-- Exercise --
Output the stretch of the column about sceptics and signs of God from "I never try" through "very close indeed.", copied verbatim.

Fishy tale shows
we've forced God to move in more mysterious ways
SCEPTICS keep telling me that there is no
God, because there's no proof. If He exists, they taunt,
why doesn't he show himself?
I never try to argue with these people. If
you can stand beside a river on a beautiful spring day,
as I was doing a few moments ago, the reality of God is
very close indeed.
And if you pray sincerely, as I try to do
many times a day, it is impossible not to hear the voice
of God. But to a sceptic, who won't pray and who sees a
river on a spring day as a meaningless flow of H2O molecules
bathed in radiation from a distant fireball of gases, how
can God show Himself? Appear in a vision to pilgrims?
Ineffectual - most people write off visionaries
as religious cranks. Take out a full-page ad in the New
York Times? A waste of space - everyone would dismiss it
as the ravings of a nut. Defy the laws of physics? I've
tried it - the sceptics dismiss the evidence of their own
eyes as a conjuring trick.
Inspire ordinary people to become saints,
healing the sick and feeding the poor? Counter-productive
- the world sneers at clerics who get above themselves,
such as Rebbe Schneerson, Padre Pio or Mother Teresa.
If God is going to be noticed in our slapdash,
sceptical world, a manifestation of transcendent creativity
is required. We paid attention when statues of the Hindu
elephant God Ganesh began to drink milk. We confessed ourselves
baffled when oil dripped from the paintings and icons of
the devout Santo family in Massachusetts, where their teenage
daughter Audrey has lain in a coma for 15 years.
And now, despite our sophisticated cynicism,
we are forced to listen when a carp - destined to be gefilte
fish - starts shouting prophecies of doom.

-- Provided material --
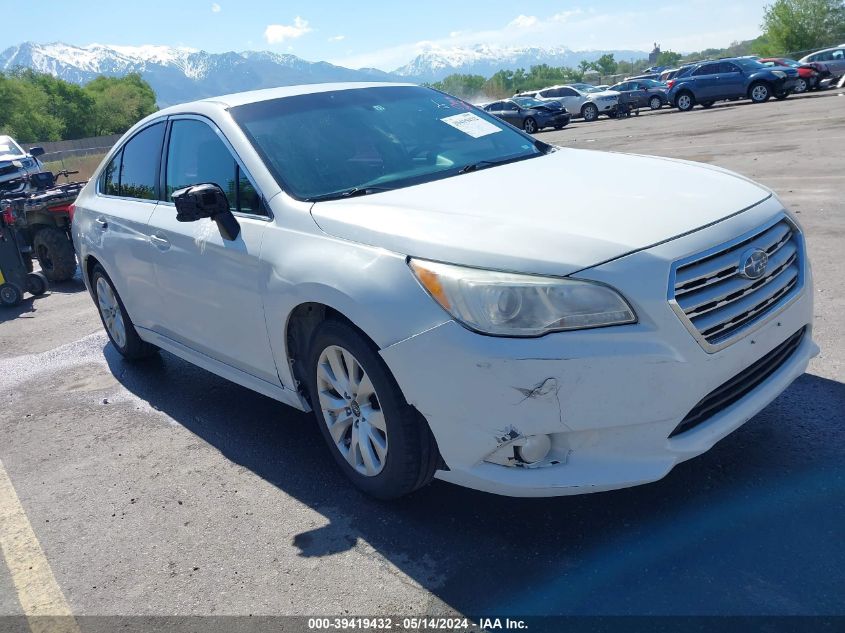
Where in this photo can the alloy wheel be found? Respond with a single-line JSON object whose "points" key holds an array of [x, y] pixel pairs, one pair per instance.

-- Exercise answer --
I never try to argue with these people. If
you can stand beside a river on a beautiful spring day,
as I was doing a few moments ago, the reality of God is
very close indeed.